## Position annotation records
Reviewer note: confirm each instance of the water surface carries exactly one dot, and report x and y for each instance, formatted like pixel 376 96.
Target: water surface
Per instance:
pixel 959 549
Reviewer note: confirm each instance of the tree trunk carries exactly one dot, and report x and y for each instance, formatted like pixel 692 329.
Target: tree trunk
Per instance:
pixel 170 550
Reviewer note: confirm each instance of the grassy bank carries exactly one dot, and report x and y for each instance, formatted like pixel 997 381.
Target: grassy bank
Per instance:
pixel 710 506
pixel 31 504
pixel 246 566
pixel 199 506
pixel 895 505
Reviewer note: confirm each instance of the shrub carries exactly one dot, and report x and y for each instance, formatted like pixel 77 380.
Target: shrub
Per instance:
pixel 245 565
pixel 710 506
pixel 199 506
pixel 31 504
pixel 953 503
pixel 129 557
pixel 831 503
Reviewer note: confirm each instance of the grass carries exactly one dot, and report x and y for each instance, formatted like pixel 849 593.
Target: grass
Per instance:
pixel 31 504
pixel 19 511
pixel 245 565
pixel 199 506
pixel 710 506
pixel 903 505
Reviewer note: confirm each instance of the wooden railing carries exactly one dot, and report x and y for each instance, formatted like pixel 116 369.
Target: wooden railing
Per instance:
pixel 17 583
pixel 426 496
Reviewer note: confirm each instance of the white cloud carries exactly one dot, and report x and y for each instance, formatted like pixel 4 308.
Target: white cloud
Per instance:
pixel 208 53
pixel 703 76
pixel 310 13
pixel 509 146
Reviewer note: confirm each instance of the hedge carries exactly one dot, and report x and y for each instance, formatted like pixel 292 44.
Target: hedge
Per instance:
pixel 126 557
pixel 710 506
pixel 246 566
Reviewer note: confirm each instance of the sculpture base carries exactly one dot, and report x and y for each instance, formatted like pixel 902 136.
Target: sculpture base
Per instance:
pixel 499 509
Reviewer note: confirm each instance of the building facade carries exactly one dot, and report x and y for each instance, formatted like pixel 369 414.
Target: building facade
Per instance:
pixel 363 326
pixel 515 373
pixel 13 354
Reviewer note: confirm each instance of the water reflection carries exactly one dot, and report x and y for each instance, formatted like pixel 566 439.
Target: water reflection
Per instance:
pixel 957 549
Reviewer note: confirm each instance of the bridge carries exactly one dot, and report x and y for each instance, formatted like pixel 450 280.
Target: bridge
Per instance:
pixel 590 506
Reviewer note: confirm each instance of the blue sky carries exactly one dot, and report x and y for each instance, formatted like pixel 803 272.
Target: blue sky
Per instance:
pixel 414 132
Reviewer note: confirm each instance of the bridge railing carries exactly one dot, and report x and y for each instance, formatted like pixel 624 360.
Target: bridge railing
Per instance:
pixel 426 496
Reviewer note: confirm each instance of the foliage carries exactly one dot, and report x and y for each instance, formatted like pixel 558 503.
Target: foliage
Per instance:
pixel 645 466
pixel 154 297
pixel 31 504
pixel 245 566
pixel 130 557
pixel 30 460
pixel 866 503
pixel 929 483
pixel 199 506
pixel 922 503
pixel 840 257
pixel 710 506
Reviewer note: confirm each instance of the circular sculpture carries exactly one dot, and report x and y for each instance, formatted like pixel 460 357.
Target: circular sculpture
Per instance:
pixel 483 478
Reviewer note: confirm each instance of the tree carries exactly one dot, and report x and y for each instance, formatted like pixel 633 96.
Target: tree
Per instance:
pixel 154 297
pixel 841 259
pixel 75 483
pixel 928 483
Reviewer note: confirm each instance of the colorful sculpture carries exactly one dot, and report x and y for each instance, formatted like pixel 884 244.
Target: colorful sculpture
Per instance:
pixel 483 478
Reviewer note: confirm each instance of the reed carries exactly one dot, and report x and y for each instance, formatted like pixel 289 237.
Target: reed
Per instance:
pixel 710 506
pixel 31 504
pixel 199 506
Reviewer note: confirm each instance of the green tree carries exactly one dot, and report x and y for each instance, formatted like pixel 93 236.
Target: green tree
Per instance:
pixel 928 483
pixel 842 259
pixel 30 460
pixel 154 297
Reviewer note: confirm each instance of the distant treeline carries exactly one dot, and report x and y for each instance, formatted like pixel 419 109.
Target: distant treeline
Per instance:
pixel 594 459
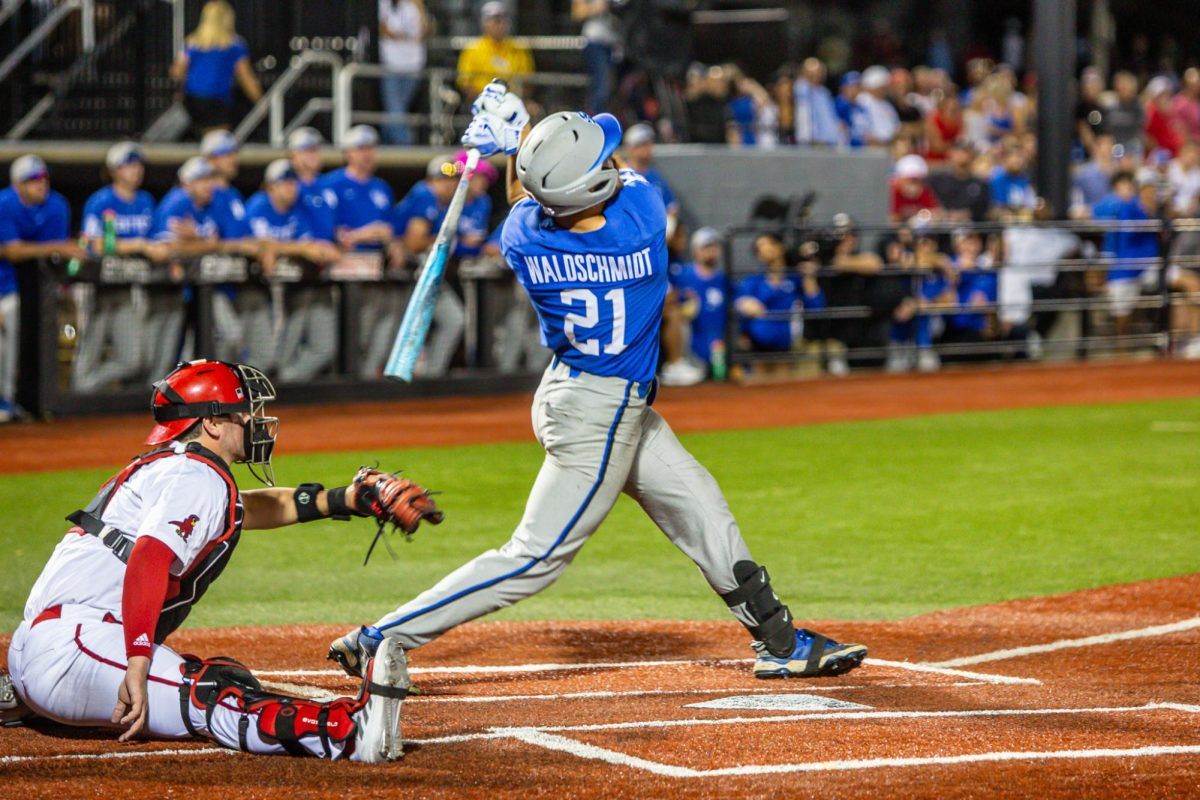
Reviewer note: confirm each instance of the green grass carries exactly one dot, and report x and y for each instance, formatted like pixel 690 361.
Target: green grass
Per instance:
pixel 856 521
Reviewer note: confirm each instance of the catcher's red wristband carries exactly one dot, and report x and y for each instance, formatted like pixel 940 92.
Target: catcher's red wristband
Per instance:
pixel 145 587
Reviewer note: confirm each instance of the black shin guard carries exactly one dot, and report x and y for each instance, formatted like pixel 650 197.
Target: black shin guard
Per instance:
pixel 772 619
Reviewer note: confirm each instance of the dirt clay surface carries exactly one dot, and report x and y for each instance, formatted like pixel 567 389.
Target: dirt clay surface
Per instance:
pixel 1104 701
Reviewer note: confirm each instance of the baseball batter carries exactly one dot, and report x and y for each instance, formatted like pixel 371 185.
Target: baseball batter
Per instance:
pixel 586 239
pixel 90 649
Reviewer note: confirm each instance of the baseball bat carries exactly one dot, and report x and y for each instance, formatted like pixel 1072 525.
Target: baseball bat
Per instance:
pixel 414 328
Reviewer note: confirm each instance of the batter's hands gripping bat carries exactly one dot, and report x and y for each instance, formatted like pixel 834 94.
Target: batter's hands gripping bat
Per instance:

## WRITTEN REQUEST
Pictures in the records above should not be copied. Repeat everything else exactly.

## SOLUTION
Reviewer note: confirm each instance of the water surface carries exactly one dot, and report x and y for each instance, formatted like pixel 376 96.
Target: water surface
Per instance:
pixel 959 549
Reviewer note: confirm each instance of the tree trunk carries exactly one dot, and report x and y for each instance, formatted like pixel 692 329.
Target: tree trunk
Per instance:
pixel 170 550
Reviewer note: confirm each instance of the grassy bank carries exactly one dot, and report x and y for each instance, formatted like pixel 997 381.
Target: grassy bank
Per instance:
pixel 710 506
pixel 31 504
pixel 246 566
pixel 199 506
pixel 895 505
Reviewer note: confirm each instance of the shrub carries exactly one dot, and report x and y for each instance, formatted like pixel 77 380.
Target: shrub
Per instance:
pixel 245 565
pixel 710 506
pixel 199 506
pixel 31 504
pixel 953 503
pixel 129 557
pixel 831 503
Reviewer note: confirm each instance of the grass carries exactly one dot, and report x and y for each instance, formatted like pixel 849 593.
Target: grass
Per instance:
pixel 31 504
pixel 19 511
pixel 245 565
pixel 199 506
pixel 710 506
pixel 903 505
Reviewer note: confirm each instance of the wooden railing carries exactly one dot, and report x and y for each instance, formatted like pixel 116 369.
Target: wooden railing
Per instance:
pixel 17 583
pixel 426 496
Reviewer note: confirm each instance of the white cloud carries exactly one dot, and report x and y for each instance, formatted like pixel 4 308.
Target: white cloud
Per instance:
pixel 208 53
pixel 703 76
pixel 310 13
pixel 509 146
Reviewer note: confirm each instance of the hedge carries exactly one dot, and report x and y for each instance, formatted like pixel 292 44.
Target: hedge
Per instance:
pixel 126 557
pixel 710 506
pixel 246 566
Reviewer note: confirm each instance of the sculpture base carries exactly one dot, and report x and y for each instance, formatted like pixel 902 136.
Target: sculpture base
Per instance:
pixel 499 509
Reviewer note: confirm each instance of the building facade carries exactly one dot, and report x and y for each instance, formatted like pixel 369 414.
Target: building facade
Per instance:
pixel 363 326
pixel 515 373
pixel 13 354
Reviewer note: confirm each instance of the water reflection carries exactly one dot, and report x and y for each instance, formatted like pixel 566 439.
Target: water reflection
Per instance:
pixel 957 549
Reviewer note: confirm each instance of the bridge carries exactly one dot, and report x and y for each instance, formatted like pixel 450 280.
Target: bridge
Per instance:
pixel 590 506
Reviewer note: confirm each instance of the blue sky carries exactly one dot, and report x and y for each instance, formatted like pixel 803 272.
Target: blue sky
Per instance:
pixel 414 132
Reviewer note: confirm each instance of the bridge railing carries exactly one dot, and report x and y for each instance, formatted like pixel 624 360.
Target: bridge railing
Per instance:
pixel 426 496
Reviewer note: confirm each instance of the foliage carries exactly one dot, and report x and y for each instance, formatted like pixel 558 503.
Target: foliage
Per instance:
pixel 645 466
pixel 154 297
pixel 31 504
pixel 245 566
pixel 130 557
pixel 30 460
pixel 866 503
pixel 929 483
pixel 199 506
pixel 922 503
pixel 840 257
pixel 710 506
Reviewer note: confirm each instance of the circular sculpture carries exactly one dot, and report x and y for each instance, formatted like pixel 460 357.
Target: circular sculpture
Per instance:
pixel 483 478
Reviewer note: confirm each instance of the tree carries exactly one dot, and report x and y for each instance, formatted like pixel 633 96.
Target: tree
Per instance:
pixel 154 297
pixel 841 259
pixel 75 483
pixel 928 483
Reviewer note: confirm each instance of the colorful sculpture carries exactly one dot, and report x and y for each instance, formatted like pixel 884 244.
Target: colorful sculpture
Per instance:
pixel 483 478
Reviewer note: confirm each instance of the reed carries exactly one dot, and report x and y for each instance, formatted like pixel 289 237.
Target: reed
Per instance:
pixel 710 506
pixel 31 504
pixel 199 506
Reviewer note: confirm each instance of the green tree carries exactly one dot, and report x and y for each instance, formatted like pixel 93 236.
Target: green tree
Per instance:
pixel 928 483
pixel 842 259
pixel 30 460
pixel 154 297
Reviewer note: confirm each instance of the distant treeline carries exactly one dot, and report x and y for each instance, formatted like pixel 419 109.
Target: distant treeline
Per instance:
pixel 594 459
Reviewer note: confirm each instance of the green grass carries exactly one dot, and report x and y for each instance, formatted like pixel 690 361.
Target: green grass
Per instance:
pixel 856 521
Reviewer note: confirm each instance of the catcher's red wristband carries exactly one dot, and report x and y for each instance, formatted like pixel 940 92.
Target: catcher's red wristband
Per instance:
pixel 145 587
Reviewer note: confirm each instance of the black shin guard carries exactly one dot, and report x and y for each instance, formatted like pixel 650 197.
Target: black shin guard
Per instance:
pixel 772 619
Reviewer note: confirm each instance of the dirt clay surface carries exactly one dot, and report x and y for each instance, formatted like pixel 567 389.
Target: dirt clay surface
Per instance:
pixel 1104 701
Reviewer note: confirm each instance of the baseball batter carries exactly one dot, and report x and y for each instance, formatted like pixel 371 185.
Target: baseball batter
Per instance:
pixel 586 239
pixel 90 649
Reviewer note: confirm each instance of the baseball bat carries exactly one dot, and report x and y for each instance, formatted like pixel 1072 525.
Target: baseball bat
Per instance:
pixel 414 328
Reviewer note: confirm each instance of the batter's hands gripping bat carries exactly one dot, and report x and y for each instance, formatted like pixel 834 94.
Target: batter's hands gripping bat
Per instance:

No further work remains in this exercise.